• [Exercice A]: D’après le texte fourni, qu’espère toujours le président al-Assad du prochain président ?

• [Texte fourni]:
31. Vous réjouissez-vous de la fin du mandat du président Obama ?
Le Président al-Assad : Changer d’administration sans changer de politique ne signifie rien pour nous. C’est donc un problème de politique et, en Syrie, nous n’avons jamais parié sur un président qui vient ou s’en va, pour la bonne raison que ce qu’ils disent au cours de leur campagne est différent de ce qu’ils mettent en pratique après leur élection.
32. Vous avez parlé des présidents qui se valent et qui n’ont jamais changé de politique. Il n’empêche que l’année prochaine, il y aura un nouveau président aux États-Unis. Espérez-vous une relation différente ? Pensez-vous que ce soit possible ?
Le Président al-Assad : Oui, bien sûr. Nous espérons toujours que le prochain président serait plus sage, moins pyromane, moins militariste et moins aventuriste. Voilà ce que nous espérons, mais que nous n’avons jamais constaté ; la différence entre les présidents successifs étant très marginale. Donc, nous gardons l’espoir, mais nous ne parions pas là-dessus.

• [Exercice B]: Combien de lignes ci-dessous contiennent la chaîne « lake », en respectant la casse ? Indiquez seulement ce nombre.

• [Entrées répertoriées]:

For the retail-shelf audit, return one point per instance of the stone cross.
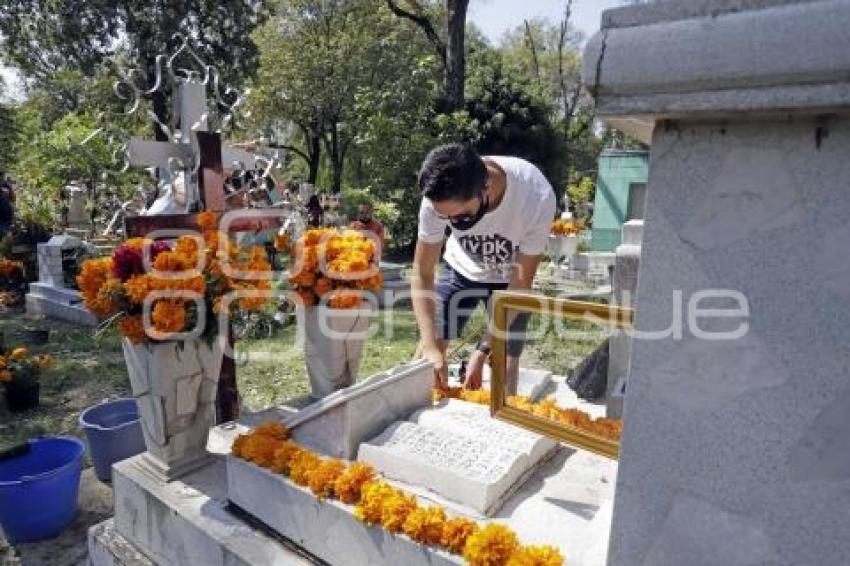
(198, 147)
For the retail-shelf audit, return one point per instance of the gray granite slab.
(185, 521)
(718, 58)
(337, 424)
(739, 445)
(326, 528)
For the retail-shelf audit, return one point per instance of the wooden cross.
(196, 144)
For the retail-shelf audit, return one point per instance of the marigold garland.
(115, 288)
(336, 265)
(492, 545)
(370, 509)
(349, 484)
(455, 533)
(300, 466)
(425, 525)
(321, 479)
(536, 556)
(395, 509)
(379, 503)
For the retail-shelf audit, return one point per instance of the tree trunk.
(335, 154)
(455, 54)
(314, 154)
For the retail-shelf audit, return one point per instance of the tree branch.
(425, 24)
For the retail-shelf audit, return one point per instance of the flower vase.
(333, 346)
(22, 397)
(562, 246)
(175, 385)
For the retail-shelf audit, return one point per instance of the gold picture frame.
(526, 302)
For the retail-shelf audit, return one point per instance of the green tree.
(326, 67)
(448, 41)
(46, 39)
(8, 130)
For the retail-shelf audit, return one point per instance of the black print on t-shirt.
(489, 250)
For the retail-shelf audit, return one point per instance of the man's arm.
(522, 279)
(425, 262)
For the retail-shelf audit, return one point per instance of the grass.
(84, 371)
(269, 371)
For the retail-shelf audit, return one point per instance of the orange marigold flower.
(18, 353)
(349, 484)
(425, 525)
(372, 496)
(395, 510)
(455, 532)
(492, 545)
(272, 429)
(238, 446)
(345, 300)
(282, 242)
(303, 279)
(260, 450)
(207, 220)
(138, 287)
(169, 316)
(284, 455)
(306, 296)
(536, 556)
(321, 479)
(323, 285)
(132, 328)
(301, 465)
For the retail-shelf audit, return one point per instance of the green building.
(620, 195)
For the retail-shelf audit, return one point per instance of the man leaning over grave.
(497, 212)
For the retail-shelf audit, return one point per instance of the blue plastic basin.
(38, 490)
(114, 433)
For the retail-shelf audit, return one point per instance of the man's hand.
(474, 370)
(438, 359)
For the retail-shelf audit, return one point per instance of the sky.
(493, 18)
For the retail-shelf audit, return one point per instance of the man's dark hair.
(452, 172)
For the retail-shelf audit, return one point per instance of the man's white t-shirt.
(520, 224)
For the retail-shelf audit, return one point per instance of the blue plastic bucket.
(38, 489)
(114, 433)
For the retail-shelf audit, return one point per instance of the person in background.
(315, 212)
(499, 212)
(7, 204)
(366, 222)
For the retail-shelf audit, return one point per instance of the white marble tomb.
(460, 453)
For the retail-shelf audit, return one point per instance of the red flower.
(127, 260)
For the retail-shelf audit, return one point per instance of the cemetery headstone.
(50, 296)
(623, 290)
(735, 445)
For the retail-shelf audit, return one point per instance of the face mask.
(467, 221)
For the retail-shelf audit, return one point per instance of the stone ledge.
(326, 528)
(108, 548)
(76, 314)
(185, 521)
(674, 10)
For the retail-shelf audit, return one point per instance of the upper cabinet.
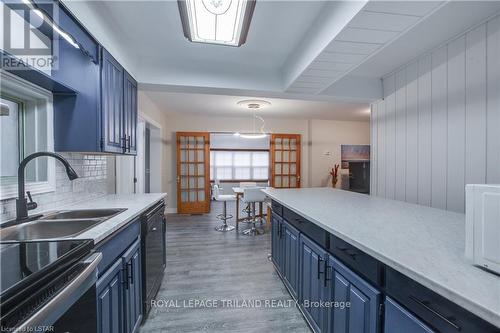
(118, 107)
(102, 116)
(130, 112)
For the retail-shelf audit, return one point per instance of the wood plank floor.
(206, 265)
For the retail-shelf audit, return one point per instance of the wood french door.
(285, 160)
(193, 172)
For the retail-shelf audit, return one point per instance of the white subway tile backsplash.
(91, 184)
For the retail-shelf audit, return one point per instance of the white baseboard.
(171, 210)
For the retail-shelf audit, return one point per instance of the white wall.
(326, 138)
(179, 122)
(438, 126)
(318, 136)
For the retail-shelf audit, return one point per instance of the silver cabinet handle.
(41, 317)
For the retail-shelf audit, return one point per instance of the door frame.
(204, 207)
(272, 157)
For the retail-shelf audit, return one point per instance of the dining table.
(238, 191)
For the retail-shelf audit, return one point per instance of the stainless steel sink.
(43, 229)
(83, 214)
(59, 224)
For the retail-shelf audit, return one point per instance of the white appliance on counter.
(482, 236)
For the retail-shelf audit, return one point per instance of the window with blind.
(239, 165)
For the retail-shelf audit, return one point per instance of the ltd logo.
(28, 39)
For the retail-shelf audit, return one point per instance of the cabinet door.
(111, 104)
(275, 239)
(133, 289)
(311, 289)
(345, 286)
(110, 300)
(291, 256)
(398, 319)
(130, 113)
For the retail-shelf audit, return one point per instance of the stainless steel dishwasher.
(153, 243)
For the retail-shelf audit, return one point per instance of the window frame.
(233, 167)
(24, 92)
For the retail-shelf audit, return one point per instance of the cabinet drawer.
(357, 260)
(436, 311)
(277, 208)
(308, 228)
(116, 244)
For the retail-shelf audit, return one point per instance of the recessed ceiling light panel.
(224, 22)
(254, 104)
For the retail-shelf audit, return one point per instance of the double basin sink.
(58, 224)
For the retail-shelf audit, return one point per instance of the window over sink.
(239, 165)
(26, 126)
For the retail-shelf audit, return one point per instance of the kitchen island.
(423, 245)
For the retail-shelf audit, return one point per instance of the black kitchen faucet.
(22, 204)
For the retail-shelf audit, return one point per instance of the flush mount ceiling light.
(223, 22)
(253, 104)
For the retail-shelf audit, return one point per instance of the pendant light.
(254, 105)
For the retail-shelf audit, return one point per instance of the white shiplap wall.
(438, 126)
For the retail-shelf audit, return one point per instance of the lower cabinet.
(119, 299)
(285, 252)
(110, 300)
(397, 319)
(290, 243)
(277, 248)
(131, 260)
(346, 287)
(332, 297)
(312, 288)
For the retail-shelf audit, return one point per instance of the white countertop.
(136, 204)
(425, 244)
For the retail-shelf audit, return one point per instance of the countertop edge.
(472, 307)
(116, 227)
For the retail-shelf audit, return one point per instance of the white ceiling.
(313, 57)
(151, 32)
(372, 28)
(223, 105)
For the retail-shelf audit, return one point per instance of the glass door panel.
(193, 165)
(285, 160)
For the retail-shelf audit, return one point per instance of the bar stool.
(251, 196)
(247, 210)
(224, 198)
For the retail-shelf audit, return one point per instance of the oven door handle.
(51, 311)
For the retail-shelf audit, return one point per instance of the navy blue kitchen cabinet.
(312, 289)
(112, 79)
(110, 300)
(290, 245)
(285, 252)
(133, 289)
(398, 319)
(346, 286)
(130, 113)
(119, 286)
(100, 115)
(276, 242)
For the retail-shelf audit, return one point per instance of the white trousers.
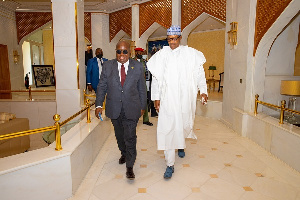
(170, 157)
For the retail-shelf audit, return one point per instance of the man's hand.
(90, 88)
(157, 105)
(97, 111)
(203, 98)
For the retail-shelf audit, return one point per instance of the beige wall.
(212, 45)
(48, 47)
(297, 58)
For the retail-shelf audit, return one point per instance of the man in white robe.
(178, 74)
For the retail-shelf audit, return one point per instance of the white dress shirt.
(126, 68)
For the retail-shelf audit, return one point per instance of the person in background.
(139, 57)
(88, 53)
(93, 71)
(178, 74)
(122, 81)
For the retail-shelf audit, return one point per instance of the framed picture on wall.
(43, 75)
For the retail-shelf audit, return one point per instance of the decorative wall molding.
(191, 9)
(267, 11)
(27, 22)
(159, 11)
(88, 26)
(120, 20)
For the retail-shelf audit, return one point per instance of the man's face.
(122, 52)
(174, 41)
(98, 52)
(138, 53)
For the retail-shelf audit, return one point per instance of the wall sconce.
(292, 89)
(16, 56)
(232, 34)
(212, 68)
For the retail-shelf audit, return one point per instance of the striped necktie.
(123, 75)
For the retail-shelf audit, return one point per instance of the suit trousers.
(125, 132)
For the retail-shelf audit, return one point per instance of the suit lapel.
(130, 71)
(116, 73)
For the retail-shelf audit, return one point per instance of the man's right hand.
(90, 88)
(97, 111)
(157, 105)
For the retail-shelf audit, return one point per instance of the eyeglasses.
(173, 39)
(120, 51)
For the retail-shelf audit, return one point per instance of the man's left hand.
(203, 98)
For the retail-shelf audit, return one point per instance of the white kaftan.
(177, 76)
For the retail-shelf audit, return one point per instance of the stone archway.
(265, 45)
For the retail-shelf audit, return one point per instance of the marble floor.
(220, 165)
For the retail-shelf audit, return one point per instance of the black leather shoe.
(129, 174)
(148, 123)
(154, 115)
(122, 160)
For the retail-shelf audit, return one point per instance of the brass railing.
(56, 126)
(30, 91)
(282, 108)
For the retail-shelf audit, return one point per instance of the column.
(135, 24)
(176, 12)
(68, 55)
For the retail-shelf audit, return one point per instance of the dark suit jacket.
(132, 96)
(92, 72)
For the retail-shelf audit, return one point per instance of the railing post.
(30, 95)
(56, 118)
(282, 111)
(256, 104)
(88, 111)
(84, 95)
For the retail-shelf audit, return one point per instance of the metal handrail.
(56, 127)
(282, 108)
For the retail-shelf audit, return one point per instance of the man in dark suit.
(123, 81)
(93, 70)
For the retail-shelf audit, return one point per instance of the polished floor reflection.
(220, 165)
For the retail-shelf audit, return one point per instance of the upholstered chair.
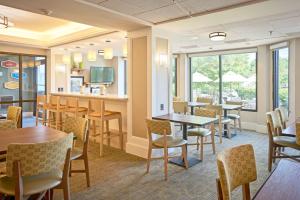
(236, 167)
(37, 168)
(278, 141)
(14, 114)
(202, 132)
(79, 127)
(207, 100)
(283, 115)
(165, 140)
(236, 117)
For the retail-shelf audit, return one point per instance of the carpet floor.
(122, 176)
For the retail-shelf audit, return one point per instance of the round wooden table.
(28, 135)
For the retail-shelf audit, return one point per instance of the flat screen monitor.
(103, 75)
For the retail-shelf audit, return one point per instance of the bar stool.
(73, 108)
(41, 102)
(55, 110)
(97, 113)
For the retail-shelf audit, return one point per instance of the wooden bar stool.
(97, 113)
(55, 110)
(41, 102)
(73, 108)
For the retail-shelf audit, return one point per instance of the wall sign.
(11, 85)
(15, 75)
(8, 64)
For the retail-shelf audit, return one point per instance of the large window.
(281, 78)
(224, 77)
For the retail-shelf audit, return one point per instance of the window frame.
(220, 54)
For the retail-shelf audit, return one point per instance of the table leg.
(179, 160)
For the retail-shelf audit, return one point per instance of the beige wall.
(139, 86)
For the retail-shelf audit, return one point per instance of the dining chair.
(201, 132)
(278, 141)
(41, 102)
(222, 121)
(79, 127)
(33, 169)
(236, 117)
(283, 115)
(73, 108)
(14, 114)
(98, 114)
(236, 167)
(165, 140)
(207, 100)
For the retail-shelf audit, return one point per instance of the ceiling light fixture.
(217, 36)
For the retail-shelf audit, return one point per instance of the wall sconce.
(163, 60)
(66, 59)
(125, 51)
(92, 56)
(77, 57)
(108, 53)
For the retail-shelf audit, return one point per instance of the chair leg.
(149, 157)
(120, 132)
(201, 149)
(184, 154)
(87, 171)
(166, 162)
(270, 157)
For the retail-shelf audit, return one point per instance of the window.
(174, 76)
(225, 77)
(281, 78)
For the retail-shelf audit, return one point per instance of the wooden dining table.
(186, 120)
(283, 182)
(28, 135)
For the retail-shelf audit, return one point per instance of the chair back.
(274, 120)
(14, 114)
(205, 112)
(7, 124)
(96, 105)
(38, 158)
(41, 101)
(76, 125)
(159, 127)
(207, 100)
(180, 107)
(236, 167)
(283, 115)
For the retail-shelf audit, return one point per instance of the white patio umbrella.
(200, 78)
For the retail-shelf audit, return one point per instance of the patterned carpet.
(122, 176)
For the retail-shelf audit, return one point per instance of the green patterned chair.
(236, 167)
(37, 168)
(202, 132)
(79, 127)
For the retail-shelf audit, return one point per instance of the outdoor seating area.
(151, 100)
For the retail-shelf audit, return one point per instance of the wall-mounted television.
(104, 75)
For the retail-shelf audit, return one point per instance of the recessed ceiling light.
(217, 36)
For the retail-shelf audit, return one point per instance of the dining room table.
(37, 134)
(282, 183)
(186, 120)
(195, 104)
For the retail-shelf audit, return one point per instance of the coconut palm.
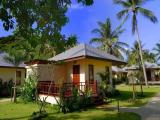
(133, 7)
(15, 58)
(109, 39)
(157, 50)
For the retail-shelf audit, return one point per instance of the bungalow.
(78, 66)
(119, 75)
(10, 72)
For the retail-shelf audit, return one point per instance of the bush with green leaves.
(28, 90)
(6, 87)
(78, 100)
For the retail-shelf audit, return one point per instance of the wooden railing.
(45, 87)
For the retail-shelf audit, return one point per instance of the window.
(18, 77)
(91, 73)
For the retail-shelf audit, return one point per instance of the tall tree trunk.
(14, 88)
(133, 88)
(141, 56)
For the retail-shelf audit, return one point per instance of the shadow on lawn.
(126, 96)
(16, 118)
(108, 116)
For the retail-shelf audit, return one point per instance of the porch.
(52, 89)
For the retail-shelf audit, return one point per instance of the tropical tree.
(15, 58)
(133, 7)
(133, 55)
(157, 50)
(108, 39)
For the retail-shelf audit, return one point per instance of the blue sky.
(82, 20)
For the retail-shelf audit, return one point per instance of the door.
(76, 74)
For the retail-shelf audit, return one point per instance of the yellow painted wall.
(70, 70)
(7, 74)
(48, 72)
(64, 73)
(99, 66)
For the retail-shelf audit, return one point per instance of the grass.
(22, 111)
(126, 95)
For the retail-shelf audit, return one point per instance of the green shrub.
(28, 90)
(6, 87)
(38, 115)
(78, 100)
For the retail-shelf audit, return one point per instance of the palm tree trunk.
(14, 88)
(141, 56)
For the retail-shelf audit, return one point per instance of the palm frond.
(122, 13)
(95, 40)
(148, 14)
(134, 23)
(122, 3)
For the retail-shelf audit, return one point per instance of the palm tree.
(109, 39)
(15, 59)
(133, 7)
(157, 50)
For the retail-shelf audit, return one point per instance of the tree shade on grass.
(23, 111)
(126, 95)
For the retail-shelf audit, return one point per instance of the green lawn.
(126, 95)
(22, 111)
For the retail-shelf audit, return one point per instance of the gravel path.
(150, 111)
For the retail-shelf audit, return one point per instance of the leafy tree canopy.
(134, 56)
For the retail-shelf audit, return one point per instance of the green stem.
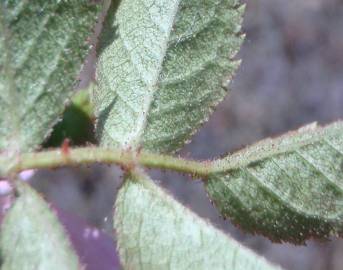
(89, 155)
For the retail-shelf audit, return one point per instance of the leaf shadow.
(109, 31)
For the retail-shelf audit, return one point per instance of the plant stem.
(89, 155)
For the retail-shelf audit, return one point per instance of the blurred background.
(291, 74)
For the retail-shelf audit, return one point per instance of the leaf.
(42, 45)
(32, 238)
(288, 189)
(161, 67)
(156, 232)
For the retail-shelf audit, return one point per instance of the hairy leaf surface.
(32, 238)
(42, 46)
(288, 189)
(156, 232)
(161, 69)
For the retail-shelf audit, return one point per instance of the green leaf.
(161, 69)
(288, 189)
(42, 45)
(156, 232)
(32, 238)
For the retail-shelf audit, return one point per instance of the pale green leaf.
(31, 237)
(161, 69)
(42, 46)
(288, 189)
(156, 232)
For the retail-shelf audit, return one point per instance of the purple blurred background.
(291, 74)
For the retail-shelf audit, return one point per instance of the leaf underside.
(161, 69)
(288, 189)
(42, 45)
(32, 237)
(156, 232)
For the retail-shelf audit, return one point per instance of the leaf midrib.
(153, 86)
(243, 157)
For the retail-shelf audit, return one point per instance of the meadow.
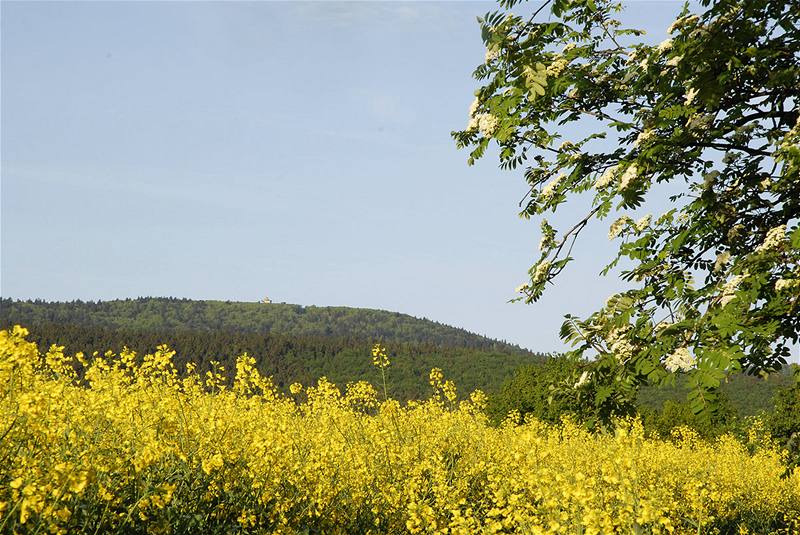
(128, 443)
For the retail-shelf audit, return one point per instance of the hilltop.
(290, 342)
(160, 313)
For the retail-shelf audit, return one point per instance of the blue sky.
(296, 150)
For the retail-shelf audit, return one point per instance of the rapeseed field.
(120, 443)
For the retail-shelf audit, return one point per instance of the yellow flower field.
(127, 444)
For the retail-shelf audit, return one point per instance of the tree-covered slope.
(289, 342)
(146, 314)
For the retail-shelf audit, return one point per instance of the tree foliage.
(710, 114)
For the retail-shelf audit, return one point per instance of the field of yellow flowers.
(122, 443)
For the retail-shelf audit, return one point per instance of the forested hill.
(289, 342)
(148, 314)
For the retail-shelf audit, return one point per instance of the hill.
(290, 342)
(151, 313)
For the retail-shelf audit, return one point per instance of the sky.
(296, 150)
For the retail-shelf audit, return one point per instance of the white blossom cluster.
(729, 289)
(488, 124)
(680, 359)
(617, 226)
(541, 271)
(606, 178)
(774, 239)
(557, 67)
(786, 284)
(583, 379)
(690, 96)
(631, 172)
(619, 345)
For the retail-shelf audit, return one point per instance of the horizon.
(300, 150)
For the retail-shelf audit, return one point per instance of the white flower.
(774, 239)
(621, 347)
(606, 178)
(680, 359)
(627, 177)
(785, 284)
(583, 379)
(557, 67)
(729, 289)
(541, 271)
(488, 124)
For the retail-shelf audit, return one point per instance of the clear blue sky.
(296, 150)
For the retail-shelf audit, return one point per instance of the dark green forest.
(148, 314)
(295, 343)
(289, 342)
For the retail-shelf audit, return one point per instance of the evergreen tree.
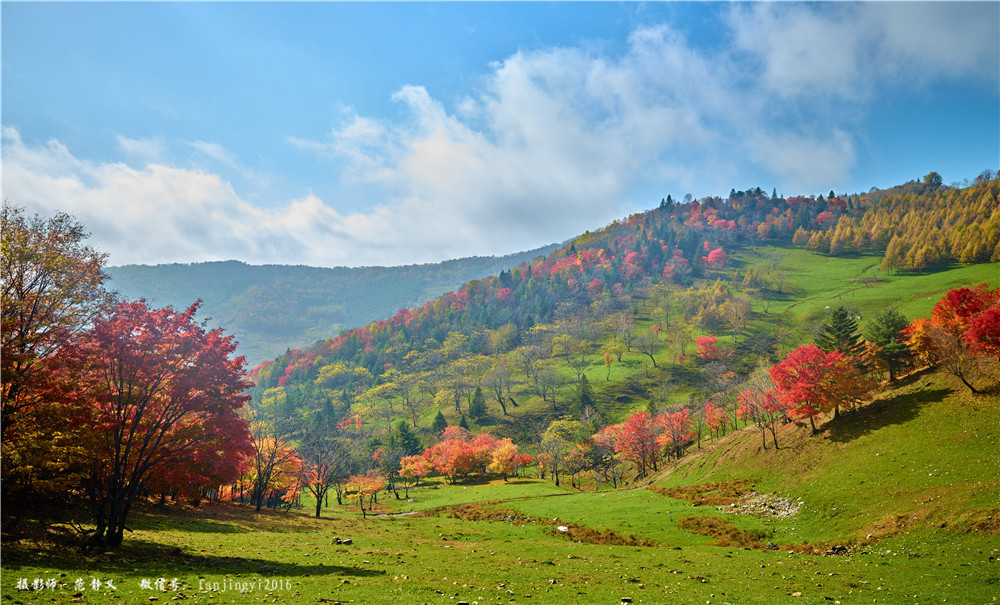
(840, 334)
(477, 407)
(440, 424)
(408, 442)
(585, 395)
(886, 331)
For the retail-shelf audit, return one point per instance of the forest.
(273, 307)
(598, 364)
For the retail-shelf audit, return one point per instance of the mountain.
(669, 307)
(270, 308)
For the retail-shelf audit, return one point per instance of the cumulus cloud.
(848, 50)
(551, 142)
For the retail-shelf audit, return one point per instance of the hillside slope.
(920, 457)
(273, 307)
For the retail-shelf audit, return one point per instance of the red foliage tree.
(165, 398)
(677, 431)
(637, 440)
(707, 347)
(809, 381)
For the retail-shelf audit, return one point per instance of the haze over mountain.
(272, 307)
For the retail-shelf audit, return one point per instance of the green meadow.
(899, 503)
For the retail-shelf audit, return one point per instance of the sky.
(353, 134)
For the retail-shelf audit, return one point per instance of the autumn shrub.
(724, 532)
(718, 493)
(608, 537)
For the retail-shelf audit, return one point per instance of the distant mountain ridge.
(270, 308)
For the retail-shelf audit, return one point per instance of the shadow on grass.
(204, 526)
(881, 413)
(147, 558)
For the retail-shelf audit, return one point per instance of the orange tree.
(166, 395)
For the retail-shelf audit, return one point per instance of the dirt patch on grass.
(487, 512)
(708, 494)
(579, 533)
(724, 532)
(572, 531)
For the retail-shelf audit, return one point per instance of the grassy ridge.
(917, 469)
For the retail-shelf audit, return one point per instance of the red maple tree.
(165, 393)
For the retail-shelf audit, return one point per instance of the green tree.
(408, 442)
(477, 407)
(885, 330)
(440, 424)
(840, 334)
(585, 396)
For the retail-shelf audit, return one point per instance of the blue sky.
(392, 133)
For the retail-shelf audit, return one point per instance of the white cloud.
(849, 50)
(145, 151)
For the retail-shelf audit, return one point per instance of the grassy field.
(902, 495)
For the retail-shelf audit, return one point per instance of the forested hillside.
(643, 292)
(272, 307)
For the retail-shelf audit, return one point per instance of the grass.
(909, 485)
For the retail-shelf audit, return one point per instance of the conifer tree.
(886, 331)
(440, 424)
(840, 334)
(477, 407)
(407, 441)
(585, 395)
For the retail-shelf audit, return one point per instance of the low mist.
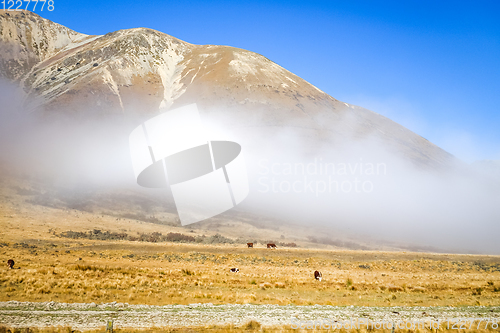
(354, 186)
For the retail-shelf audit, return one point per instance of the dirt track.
(84, 316)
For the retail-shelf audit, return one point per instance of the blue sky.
(432, 66)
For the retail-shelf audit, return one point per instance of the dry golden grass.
(168, 273)
(139, 273)
(248, 327)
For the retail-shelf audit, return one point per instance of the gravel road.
(84, 316)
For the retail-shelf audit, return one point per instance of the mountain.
(142, 71)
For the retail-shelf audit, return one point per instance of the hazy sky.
(433, 66)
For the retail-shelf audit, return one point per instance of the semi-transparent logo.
(206, 177)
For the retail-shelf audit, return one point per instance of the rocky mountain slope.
(142, 71)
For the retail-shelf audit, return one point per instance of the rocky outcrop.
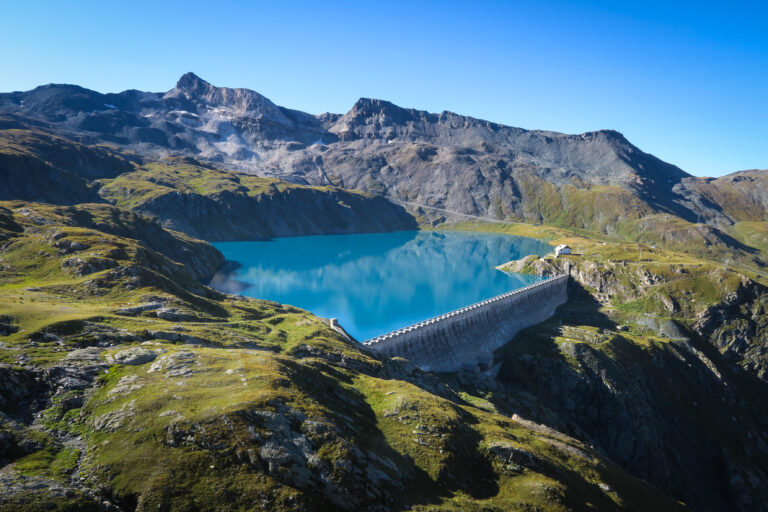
(291, 212)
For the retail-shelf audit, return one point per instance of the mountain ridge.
(598, 181)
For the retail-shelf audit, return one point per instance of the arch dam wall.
(468, 336)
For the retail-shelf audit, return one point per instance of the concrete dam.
(468, 336)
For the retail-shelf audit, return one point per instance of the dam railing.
(468, 335)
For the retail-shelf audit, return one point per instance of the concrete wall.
(469, 335)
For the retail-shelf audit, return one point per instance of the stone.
(134, 356)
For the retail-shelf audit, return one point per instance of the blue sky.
(686, 81)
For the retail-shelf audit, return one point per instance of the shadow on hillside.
(408, 483)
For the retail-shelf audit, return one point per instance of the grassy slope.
(348, 430)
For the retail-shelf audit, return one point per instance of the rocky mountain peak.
(192, 83)
(240, 102)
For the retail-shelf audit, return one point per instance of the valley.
(128, 381)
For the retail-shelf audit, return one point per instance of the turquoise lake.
(375, 283)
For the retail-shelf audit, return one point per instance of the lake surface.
(376, 283)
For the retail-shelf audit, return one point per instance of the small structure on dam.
(468, 336)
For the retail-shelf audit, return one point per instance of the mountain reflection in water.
(375, 283)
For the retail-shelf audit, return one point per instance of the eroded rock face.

• [Corrigé A]: Qu’il soit plus sage, moins pyromane, moins militariste et moins aventuriste.

• [Corrigé B]: 2